**Exercise:** Copy the data from the line containing "Produce the target's" down to the line containing "box: [0, 106, 270, 200]", swapping "pixel-accurate" for "exact" and keeping all else unchanged.

**Source material:**
== Segment start ==

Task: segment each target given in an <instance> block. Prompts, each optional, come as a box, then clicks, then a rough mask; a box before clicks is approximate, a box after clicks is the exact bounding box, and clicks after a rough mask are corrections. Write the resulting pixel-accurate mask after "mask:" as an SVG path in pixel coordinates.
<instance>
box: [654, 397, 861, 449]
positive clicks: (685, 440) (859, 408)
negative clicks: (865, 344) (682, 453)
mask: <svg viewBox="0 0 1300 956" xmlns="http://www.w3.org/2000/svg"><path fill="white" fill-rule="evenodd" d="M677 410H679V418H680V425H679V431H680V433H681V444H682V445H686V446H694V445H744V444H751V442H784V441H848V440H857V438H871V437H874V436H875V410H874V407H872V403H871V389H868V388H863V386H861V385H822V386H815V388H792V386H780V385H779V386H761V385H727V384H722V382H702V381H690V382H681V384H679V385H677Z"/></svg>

== Segment end ==
== Segment start ==

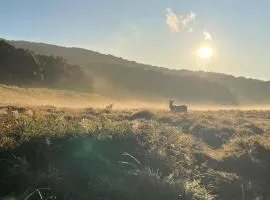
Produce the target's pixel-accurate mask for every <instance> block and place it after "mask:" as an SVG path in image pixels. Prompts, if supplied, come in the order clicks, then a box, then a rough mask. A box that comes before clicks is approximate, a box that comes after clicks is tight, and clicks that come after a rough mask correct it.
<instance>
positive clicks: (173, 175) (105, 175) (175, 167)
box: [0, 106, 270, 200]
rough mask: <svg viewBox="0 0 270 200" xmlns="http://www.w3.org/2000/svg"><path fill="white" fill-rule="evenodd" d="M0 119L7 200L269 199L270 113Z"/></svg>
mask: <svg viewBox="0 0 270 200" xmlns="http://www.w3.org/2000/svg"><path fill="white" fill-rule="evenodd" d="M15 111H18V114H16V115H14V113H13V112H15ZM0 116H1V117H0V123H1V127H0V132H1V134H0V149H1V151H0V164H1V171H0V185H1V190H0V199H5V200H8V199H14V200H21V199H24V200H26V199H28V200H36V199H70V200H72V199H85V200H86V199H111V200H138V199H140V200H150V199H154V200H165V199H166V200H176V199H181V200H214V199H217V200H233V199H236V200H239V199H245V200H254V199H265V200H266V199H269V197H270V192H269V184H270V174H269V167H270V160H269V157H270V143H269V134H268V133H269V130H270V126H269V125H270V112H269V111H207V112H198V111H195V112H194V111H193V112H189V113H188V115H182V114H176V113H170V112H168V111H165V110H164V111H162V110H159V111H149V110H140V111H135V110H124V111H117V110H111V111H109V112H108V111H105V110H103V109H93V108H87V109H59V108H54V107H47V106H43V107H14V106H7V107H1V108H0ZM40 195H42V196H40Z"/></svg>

== Segment end ==
== Segment start ==

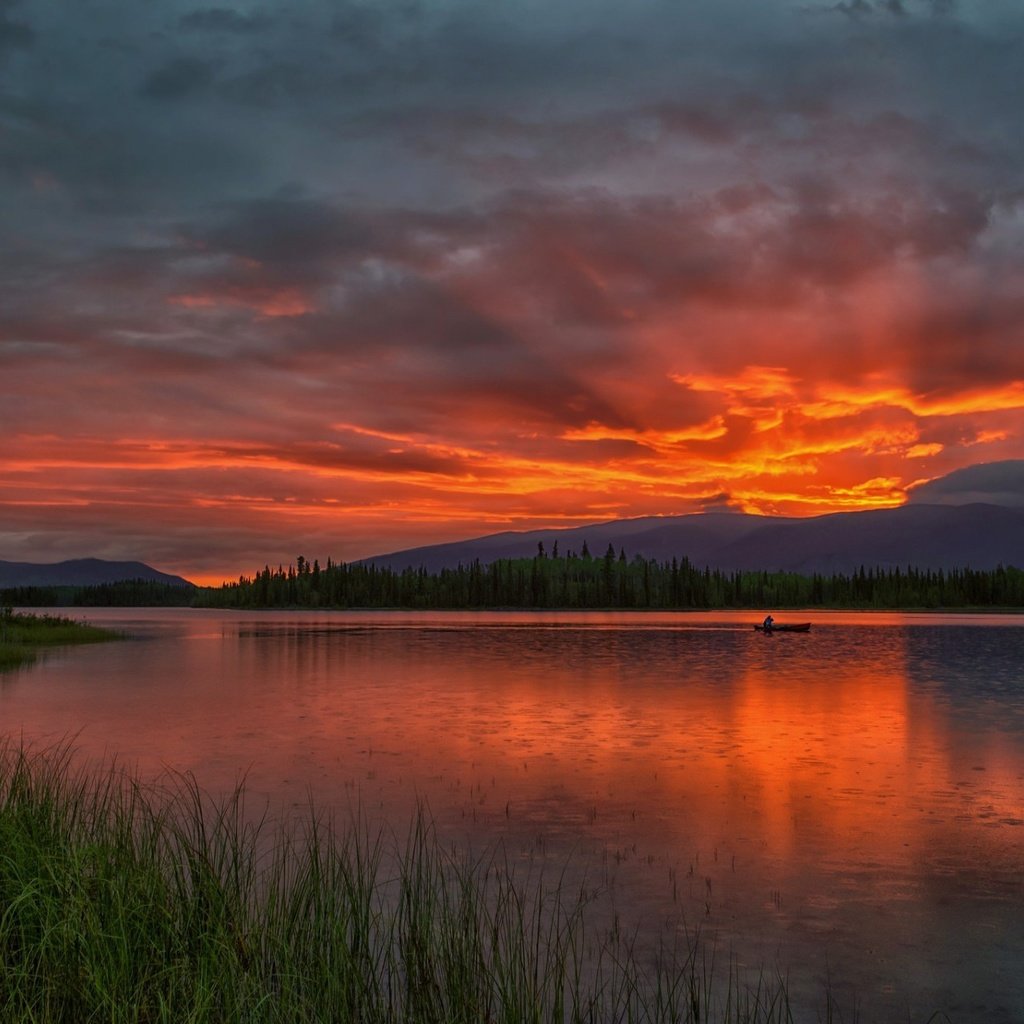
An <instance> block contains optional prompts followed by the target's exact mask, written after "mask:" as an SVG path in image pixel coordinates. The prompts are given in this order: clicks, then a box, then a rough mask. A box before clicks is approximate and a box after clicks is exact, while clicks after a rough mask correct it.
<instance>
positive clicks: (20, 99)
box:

== Segment end ==

**Finished task:**
Produce the target's exact mask for every <instance> block and place it after "mask:" as an SVG path in image pixels. Prompts, if supplied, come in the order clicks, then a box, then a rough mask. A box that comes before clicks is approximate, a box that comes after clicks is tight, and clicks that come after a rough mask correct it.
<instance>
positive clicks: (173, 175) (105, 175) (175, 167)
box: [0, 106, 270, 200]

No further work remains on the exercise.